Starting at the line that contains "Mark each instance of the rocky slope", restate each line word for word through the final line of the data, keeping both ends.

## Data entries:
──────────────────────────────

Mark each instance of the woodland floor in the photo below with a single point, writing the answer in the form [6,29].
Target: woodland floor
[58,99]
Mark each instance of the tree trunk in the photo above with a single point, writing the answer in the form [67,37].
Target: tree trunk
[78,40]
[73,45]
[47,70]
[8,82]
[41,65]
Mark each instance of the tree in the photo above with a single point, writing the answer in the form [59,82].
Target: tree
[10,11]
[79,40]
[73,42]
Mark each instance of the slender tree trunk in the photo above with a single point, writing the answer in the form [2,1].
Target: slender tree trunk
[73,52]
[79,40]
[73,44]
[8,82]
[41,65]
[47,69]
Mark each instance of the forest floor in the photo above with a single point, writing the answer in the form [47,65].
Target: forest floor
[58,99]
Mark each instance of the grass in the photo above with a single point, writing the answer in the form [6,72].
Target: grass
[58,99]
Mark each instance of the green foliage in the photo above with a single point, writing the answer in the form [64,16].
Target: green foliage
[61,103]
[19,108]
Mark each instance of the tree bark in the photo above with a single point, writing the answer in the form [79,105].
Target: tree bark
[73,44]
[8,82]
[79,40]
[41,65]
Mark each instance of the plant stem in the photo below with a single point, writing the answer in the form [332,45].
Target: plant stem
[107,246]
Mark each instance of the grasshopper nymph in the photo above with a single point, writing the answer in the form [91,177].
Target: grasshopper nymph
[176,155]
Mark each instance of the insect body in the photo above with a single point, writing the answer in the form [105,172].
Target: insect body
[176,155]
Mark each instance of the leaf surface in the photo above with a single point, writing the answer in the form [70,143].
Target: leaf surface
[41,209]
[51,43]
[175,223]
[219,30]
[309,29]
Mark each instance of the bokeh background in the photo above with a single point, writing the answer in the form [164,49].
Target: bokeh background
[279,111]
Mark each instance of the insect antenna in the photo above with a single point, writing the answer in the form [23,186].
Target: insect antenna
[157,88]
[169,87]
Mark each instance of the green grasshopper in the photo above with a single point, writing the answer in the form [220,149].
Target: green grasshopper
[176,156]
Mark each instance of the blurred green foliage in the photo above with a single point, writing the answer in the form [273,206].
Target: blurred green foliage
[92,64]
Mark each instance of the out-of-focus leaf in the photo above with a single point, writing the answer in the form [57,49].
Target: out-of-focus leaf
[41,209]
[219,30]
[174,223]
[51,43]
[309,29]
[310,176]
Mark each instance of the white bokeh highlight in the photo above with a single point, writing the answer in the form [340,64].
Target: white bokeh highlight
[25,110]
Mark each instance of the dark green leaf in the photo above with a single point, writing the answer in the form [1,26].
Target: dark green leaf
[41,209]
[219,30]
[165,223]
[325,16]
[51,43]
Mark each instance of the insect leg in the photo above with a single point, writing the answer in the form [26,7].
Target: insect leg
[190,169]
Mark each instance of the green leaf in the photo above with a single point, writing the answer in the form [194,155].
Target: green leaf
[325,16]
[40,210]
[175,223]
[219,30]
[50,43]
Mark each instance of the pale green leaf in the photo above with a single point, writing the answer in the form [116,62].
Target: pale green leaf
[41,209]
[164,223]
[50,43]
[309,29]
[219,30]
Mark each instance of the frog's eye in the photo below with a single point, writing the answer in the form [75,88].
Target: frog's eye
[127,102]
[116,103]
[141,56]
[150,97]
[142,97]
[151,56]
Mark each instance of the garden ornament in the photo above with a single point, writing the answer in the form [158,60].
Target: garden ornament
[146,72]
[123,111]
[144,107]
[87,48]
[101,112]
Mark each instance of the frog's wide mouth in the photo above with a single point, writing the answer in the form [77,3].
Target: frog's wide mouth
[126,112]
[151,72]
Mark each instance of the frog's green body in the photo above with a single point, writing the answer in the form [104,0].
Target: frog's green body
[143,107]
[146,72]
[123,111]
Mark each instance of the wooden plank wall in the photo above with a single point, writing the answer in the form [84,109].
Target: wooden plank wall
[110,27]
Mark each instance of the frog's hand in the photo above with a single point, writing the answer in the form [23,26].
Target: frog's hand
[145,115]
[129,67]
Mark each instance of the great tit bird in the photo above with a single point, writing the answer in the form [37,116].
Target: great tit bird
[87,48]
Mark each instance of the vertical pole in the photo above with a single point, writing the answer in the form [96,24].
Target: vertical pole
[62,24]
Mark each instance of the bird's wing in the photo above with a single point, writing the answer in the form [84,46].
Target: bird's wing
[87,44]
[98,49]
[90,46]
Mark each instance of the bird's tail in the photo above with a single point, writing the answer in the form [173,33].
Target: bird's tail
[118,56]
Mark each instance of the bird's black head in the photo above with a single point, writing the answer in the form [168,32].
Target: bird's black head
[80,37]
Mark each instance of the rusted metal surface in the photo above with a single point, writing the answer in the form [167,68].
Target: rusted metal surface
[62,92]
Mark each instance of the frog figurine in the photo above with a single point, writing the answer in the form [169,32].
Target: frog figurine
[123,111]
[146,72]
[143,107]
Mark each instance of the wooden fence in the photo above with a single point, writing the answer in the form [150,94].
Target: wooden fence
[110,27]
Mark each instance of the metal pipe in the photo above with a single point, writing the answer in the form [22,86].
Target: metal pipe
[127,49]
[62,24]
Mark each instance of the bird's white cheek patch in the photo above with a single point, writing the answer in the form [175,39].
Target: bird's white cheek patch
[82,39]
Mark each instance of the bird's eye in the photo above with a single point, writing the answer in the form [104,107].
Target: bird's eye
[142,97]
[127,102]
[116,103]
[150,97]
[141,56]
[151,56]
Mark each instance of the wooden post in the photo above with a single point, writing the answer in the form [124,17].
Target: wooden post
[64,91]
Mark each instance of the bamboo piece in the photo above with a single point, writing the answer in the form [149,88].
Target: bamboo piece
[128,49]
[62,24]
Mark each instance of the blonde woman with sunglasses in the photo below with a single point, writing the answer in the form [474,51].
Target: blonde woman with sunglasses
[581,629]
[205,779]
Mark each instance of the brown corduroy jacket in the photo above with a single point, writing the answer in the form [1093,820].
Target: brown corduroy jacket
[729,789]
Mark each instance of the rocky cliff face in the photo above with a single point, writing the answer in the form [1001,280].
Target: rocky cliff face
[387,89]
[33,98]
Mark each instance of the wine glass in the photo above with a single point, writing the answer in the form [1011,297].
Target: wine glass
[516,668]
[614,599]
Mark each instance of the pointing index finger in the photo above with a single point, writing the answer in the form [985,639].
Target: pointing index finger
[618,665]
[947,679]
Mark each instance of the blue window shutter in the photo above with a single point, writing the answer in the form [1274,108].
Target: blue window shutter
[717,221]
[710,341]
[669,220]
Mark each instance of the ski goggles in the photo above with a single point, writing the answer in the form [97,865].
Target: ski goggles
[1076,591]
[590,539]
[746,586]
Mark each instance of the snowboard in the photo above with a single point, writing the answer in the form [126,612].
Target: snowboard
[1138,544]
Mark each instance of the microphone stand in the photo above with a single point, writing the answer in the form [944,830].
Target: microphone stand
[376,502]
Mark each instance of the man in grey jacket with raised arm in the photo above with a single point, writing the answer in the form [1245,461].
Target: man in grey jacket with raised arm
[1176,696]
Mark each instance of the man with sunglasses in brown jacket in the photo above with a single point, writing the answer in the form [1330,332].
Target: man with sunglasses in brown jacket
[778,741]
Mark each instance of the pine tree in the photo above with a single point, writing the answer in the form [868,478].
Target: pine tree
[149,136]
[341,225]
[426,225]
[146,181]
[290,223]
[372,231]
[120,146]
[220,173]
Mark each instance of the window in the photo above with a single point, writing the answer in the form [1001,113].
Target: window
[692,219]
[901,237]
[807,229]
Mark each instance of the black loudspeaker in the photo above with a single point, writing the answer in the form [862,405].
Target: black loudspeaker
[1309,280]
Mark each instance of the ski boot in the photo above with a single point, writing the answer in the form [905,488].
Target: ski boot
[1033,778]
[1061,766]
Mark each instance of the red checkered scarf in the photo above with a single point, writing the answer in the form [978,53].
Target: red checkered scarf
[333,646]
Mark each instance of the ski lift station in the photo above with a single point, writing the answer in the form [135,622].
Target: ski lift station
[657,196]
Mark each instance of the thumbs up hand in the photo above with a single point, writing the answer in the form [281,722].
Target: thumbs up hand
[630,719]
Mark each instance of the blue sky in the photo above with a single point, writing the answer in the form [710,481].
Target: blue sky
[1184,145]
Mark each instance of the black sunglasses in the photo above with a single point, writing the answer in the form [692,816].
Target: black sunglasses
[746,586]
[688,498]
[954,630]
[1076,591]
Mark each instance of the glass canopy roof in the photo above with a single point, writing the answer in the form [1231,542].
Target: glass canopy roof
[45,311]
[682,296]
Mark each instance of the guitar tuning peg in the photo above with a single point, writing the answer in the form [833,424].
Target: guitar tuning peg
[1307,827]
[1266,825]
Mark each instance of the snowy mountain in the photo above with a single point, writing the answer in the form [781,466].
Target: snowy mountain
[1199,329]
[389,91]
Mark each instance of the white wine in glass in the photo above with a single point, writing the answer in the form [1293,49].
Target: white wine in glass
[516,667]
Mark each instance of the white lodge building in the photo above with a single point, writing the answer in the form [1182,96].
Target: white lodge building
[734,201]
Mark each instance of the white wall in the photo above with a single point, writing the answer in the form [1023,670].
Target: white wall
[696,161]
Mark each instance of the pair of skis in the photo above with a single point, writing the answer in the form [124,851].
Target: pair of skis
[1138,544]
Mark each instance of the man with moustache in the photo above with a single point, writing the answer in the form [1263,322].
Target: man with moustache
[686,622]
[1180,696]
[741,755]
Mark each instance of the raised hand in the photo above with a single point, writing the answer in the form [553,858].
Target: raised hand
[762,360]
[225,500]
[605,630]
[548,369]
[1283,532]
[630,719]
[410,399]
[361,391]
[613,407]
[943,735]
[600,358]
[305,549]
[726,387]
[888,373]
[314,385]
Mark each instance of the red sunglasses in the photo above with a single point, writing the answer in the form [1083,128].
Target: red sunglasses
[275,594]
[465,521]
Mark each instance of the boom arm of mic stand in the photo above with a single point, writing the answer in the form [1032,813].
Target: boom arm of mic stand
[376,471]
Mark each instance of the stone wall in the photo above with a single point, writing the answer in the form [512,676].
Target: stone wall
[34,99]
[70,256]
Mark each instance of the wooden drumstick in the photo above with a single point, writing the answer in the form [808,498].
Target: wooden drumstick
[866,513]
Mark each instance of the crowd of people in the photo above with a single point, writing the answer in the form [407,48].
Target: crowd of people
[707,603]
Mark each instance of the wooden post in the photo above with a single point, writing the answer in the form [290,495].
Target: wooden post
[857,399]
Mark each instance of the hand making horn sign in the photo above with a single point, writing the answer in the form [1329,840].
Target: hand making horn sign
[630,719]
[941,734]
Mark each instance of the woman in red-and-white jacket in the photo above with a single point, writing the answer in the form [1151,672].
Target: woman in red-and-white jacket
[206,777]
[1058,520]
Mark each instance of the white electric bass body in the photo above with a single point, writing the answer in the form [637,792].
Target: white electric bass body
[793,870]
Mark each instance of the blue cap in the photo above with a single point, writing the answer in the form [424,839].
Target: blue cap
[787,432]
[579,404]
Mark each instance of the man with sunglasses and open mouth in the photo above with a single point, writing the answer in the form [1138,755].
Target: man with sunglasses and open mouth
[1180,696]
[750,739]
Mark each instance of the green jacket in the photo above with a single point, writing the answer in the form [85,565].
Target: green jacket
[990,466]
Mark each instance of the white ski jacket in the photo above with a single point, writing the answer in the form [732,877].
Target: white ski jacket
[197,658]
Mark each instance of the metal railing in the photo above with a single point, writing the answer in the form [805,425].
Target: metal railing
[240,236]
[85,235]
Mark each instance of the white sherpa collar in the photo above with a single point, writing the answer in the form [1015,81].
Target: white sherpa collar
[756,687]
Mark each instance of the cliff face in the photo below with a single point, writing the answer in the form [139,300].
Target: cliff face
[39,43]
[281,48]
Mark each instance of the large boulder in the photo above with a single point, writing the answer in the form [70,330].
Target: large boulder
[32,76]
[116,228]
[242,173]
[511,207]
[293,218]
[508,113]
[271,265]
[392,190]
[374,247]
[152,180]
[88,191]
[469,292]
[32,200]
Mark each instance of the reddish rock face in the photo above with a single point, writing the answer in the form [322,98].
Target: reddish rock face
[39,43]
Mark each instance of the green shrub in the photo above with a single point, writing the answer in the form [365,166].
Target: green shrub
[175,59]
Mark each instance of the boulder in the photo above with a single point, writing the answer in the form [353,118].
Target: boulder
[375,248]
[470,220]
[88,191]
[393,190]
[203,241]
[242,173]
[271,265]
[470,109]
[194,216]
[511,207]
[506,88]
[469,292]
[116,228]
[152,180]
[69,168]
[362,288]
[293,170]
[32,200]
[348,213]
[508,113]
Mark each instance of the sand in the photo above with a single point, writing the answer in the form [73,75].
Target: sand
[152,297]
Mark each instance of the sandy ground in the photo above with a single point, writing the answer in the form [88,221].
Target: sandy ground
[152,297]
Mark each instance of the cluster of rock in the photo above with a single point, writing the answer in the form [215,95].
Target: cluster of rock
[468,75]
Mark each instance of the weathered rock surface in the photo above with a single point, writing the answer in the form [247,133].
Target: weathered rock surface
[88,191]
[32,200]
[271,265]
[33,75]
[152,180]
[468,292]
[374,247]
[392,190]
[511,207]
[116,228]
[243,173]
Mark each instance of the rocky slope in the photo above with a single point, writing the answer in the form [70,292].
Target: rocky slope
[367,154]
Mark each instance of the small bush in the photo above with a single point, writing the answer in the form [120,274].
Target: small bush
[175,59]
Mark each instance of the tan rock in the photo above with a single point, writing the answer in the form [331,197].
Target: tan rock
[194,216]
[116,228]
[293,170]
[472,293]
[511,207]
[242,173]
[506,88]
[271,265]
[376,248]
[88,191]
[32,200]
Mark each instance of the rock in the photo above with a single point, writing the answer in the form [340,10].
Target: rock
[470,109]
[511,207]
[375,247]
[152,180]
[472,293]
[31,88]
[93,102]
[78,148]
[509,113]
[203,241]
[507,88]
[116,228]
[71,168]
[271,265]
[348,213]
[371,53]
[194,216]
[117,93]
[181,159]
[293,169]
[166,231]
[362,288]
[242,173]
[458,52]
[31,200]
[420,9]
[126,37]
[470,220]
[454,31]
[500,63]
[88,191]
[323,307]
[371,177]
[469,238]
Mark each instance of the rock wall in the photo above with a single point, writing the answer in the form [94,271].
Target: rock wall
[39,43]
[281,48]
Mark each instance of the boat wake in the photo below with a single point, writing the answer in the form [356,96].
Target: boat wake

──────────────────────────────

## Completed exercise:
Mark each instance of the rocky slope in the photo above with a single point, writing the answer in the form [70,292].
Target: rocky slope
[367,154]
Mark each instance of the small bush in the photo above with a single point, writing the answer in the form [120,274].
Target: small bush
[175,59]
Mark each instance of the tan rock in the photo above with a single point, writing the answer in the form [331,197].
Target: tan rock
[194,216]
[116,228]
[293,170]
[472,293]
[511,207]
[242,173]
[506,88]
[271,265]
[376,248]
[88,191]
[32,200]
Mark each instance of the rock in the photo above with a single point, writing the answer in the form [340,10].
Target: rock
[470,109]
[511,207]
[375,247]
[152,180]
[472,293]
[31,88]
[93,102]
[78,148]
[509,113]
[203,241]
[507,88]
[116,228]
[71,168]
[271,265]
[348,213]
[371,53]
[194,216]
[117,93]
[181,159]
[293,169]
[166,231]
[362,288]
[242,173]
[458,52]
[31,200]
[420,9]
[126,37]
[470,220]
[454,31]
[500,63]
[88,191]
[323,307]
[371,177]
[469,238]
Mark each instance of the rock wall in the photo above with a single point, writing the answer in the form [94,271].
Target: rock wall
[39,43]
[281,48]
Mark each instance of the boat wake in the photo below with a single point, writing the answer in the form [356,96].
Target: boat wake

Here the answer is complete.